Goal
Pull out each line in the material below that contains the word "plastic".

Extracted data entries
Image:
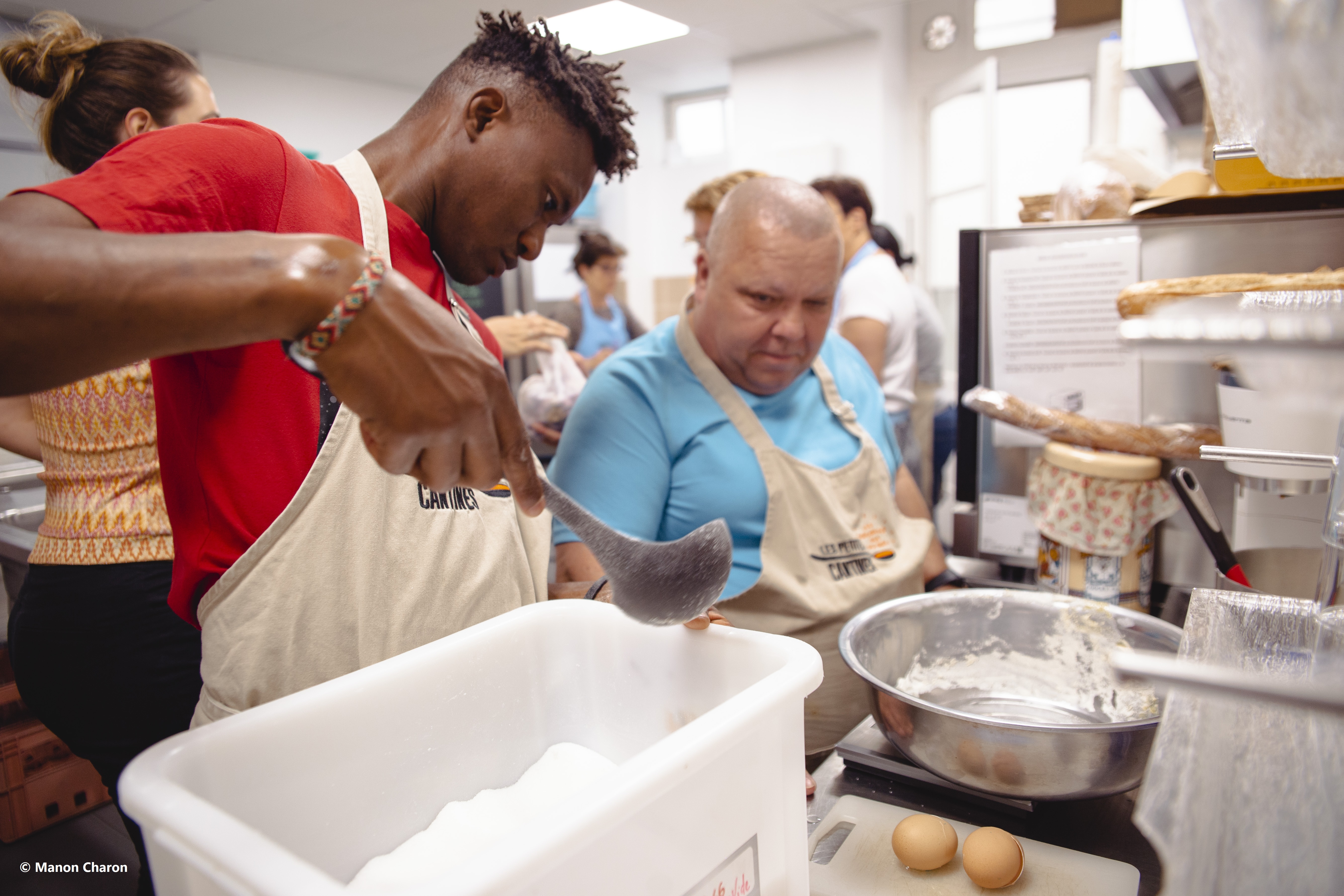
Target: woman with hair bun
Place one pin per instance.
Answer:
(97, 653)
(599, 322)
* * *
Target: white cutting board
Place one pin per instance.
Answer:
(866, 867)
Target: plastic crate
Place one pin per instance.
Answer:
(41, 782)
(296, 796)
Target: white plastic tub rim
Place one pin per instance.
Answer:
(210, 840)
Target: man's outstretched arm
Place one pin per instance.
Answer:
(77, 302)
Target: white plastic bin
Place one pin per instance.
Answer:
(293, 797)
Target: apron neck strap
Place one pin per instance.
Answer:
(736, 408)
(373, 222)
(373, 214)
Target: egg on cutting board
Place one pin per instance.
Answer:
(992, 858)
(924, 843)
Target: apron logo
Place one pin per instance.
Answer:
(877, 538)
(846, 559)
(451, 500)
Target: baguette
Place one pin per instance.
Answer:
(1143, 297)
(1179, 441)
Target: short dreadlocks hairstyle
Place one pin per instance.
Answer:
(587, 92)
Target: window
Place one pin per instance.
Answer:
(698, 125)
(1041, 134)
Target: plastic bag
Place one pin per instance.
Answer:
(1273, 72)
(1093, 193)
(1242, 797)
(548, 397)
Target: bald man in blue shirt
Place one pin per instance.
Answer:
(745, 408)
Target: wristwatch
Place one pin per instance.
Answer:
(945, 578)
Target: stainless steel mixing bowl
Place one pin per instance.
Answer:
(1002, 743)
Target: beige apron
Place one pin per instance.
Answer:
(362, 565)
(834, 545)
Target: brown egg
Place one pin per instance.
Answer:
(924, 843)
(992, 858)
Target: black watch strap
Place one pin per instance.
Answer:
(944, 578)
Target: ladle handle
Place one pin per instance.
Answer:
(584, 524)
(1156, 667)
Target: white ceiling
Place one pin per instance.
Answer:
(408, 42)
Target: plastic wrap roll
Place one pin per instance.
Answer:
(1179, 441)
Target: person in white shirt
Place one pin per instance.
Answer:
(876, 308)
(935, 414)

Output for this task
Target: plastic crate
Target: white plastic tub rim
Target: white plastic bin
Target: plastic bag
Target: plastic wrap roll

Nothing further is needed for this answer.